— Start Selected excerpt —

Saturday, 28 August 2010

Lima is.

Here's a traveler's mantra I formulated about a year ago: if you want to get a good idea of country's personality, get a local to take you shopping. Real shopping.

I tested this theory in Poland, Turkey and Ukraine, with fully satisfactory results. The Poles, friendly enough but wary of and slightly impatient with foreigners, typically avoid eye contact but make no attempt at a rip-off. Thus, I deduced that Poland is a land of generally honest and warm but guarded individuals. Ukrainians, on the other hand, snap and grumble their inevitable impatience and adopt coercive tactics to make the sale – evidence, at least in my opinion, of their centuries of experience with being screwed themselves. Turks are ingratiatingly helpful - almost obsequious - but insincerely so. Shopping for dresses with M in the giant textile region of Istanbul, I must have tried on clothes in fifteen different stores, each time finding myself the recipient of fake smiles, a dozen “suggestions” hung over the fitting room door and gushing exclamations regarding my striking beauty. This last was reason enough to label the whole country a bunch of shameless frauds, but I didn't. I did, however, leave with the impression that Turkey is a land of shrewd, pragmatic opportunists.

Today I went shopping in Lima.

I should note that I live in Miraflores, the picturesque, touristy part of Lima where the Westerners and wealthy locals congregate. Nothing there, I am told, is representative of Peru or even Lima. There is shopping in Miraflores, of course, the prices absurdly inflated and the shops almost exclusively Western. Buildings seem to be colorful expressions of individualism rather than functional structures. Parks and gardens are obsessively manicured and feature dozens of fastidiously maintained flower beds, the brilliantly multihued occupants of which are always arranged in the shape of a heart or some such. The locals are friendly, smiling and helpful. Of course I want to shop there. But I didn't move here to spend a year in a gilded little bubble.

After a bone-jarring bus ride into wherever it was we actually went, I and my three companions – one of my roommates and two local girls – debarked to the standard Peruvian symphony of blowing horns and screeching brakes. I looked around and realized I must have entered the “real” Lima: the surrounding buildings were forlorn, crumbling structures painted drab greens and grays. Trash littered the sidewalks and black, grimy water pooled in jagged holes in the decades-old pavement. Traffic was worse than any I'd seen before and seemingly undirected by man or machine. The air smelled simultaneously acrid and stale, a slightly-nauseating mixture of body odor, garbage, fried food and urine. Toothless street vendors accosted us immediately, offering a cheap assortment of men's undershirts, wallets, hairbrushes and jewelry.

— End Selected excerpt —

Actions to take:
- A) According to the Lima shopping post, in which part of Lima does the writer live?
- B) Reproduce word for word the stretch of the Lima shopping post from "Saturday, 28 August" through "shopping. Real shopping.".

— Start Data excerpts —

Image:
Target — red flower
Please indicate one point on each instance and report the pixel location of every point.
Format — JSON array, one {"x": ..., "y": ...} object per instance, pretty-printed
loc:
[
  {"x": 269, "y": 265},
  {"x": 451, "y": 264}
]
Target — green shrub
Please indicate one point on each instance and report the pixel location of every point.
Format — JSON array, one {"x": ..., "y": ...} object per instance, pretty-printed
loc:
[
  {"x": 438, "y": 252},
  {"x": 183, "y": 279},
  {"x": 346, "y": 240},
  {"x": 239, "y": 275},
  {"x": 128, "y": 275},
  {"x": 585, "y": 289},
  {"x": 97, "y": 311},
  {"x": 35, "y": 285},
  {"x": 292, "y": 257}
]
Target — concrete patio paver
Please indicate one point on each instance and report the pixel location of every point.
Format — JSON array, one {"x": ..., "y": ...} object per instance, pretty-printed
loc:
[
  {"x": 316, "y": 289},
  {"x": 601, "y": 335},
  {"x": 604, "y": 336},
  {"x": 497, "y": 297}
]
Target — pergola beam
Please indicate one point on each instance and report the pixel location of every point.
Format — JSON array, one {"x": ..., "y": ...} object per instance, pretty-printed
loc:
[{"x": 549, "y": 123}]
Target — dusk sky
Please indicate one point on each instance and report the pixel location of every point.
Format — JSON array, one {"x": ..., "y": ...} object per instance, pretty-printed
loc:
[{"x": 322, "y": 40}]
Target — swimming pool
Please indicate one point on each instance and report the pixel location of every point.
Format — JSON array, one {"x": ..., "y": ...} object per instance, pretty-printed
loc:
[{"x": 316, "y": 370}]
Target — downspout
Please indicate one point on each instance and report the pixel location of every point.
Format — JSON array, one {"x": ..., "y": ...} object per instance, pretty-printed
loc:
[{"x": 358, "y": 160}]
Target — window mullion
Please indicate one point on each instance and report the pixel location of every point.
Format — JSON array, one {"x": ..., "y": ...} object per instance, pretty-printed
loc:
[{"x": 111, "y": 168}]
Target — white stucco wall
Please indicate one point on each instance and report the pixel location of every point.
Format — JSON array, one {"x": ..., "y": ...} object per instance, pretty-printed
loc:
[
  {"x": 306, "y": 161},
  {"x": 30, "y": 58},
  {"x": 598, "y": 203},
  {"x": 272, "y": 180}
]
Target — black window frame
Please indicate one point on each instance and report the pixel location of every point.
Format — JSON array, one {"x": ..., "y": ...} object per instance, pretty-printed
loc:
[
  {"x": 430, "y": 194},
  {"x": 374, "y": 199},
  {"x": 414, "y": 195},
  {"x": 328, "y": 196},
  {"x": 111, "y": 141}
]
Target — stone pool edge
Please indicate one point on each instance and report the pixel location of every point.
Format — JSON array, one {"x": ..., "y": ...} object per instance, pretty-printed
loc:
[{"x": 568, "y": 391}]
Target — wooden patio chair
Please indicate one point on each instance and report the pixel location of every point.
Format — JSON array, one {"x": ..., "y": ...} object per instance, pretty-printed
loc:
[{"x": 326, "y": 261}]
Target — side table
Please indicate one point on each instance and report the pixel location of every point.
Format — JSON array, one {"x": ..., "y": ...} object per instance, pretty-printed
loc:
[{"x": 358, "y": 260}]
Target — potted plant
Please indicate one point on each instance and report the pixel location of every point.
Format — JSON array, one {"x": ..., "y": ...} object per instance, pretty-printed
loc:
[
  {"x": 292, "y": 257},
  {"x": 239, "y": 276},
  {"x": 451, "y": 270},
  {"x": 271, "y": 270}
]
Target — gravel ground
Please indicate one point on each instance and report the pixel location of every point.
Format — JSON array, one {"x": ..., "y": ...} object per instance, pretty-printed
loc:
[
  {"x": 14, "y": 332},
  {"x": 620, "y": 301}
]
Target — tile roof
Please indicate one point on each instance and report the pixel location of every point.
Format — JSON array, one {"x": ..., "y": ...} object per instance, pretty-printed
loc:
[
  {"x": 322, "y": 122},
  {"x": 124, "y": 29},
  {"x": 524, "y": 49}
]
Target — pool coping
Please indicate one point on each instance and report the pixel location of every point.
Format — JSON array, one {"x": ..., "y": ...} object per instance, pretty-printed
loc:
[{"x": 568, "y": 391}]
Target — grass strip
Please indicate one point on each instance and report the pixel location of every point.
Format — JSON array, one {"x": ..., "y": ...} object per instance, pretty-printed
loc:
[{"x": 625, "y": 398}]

— End Data excerpts —

Results for the exercise:
- A) Miraflores.

- B)
Saturday, 28 August 2010

Lima is.

Here's a traveler's mantra I formulated about a year ago: if you want to get a good idea of country's personality, get a local to take you shopping. Real shopping.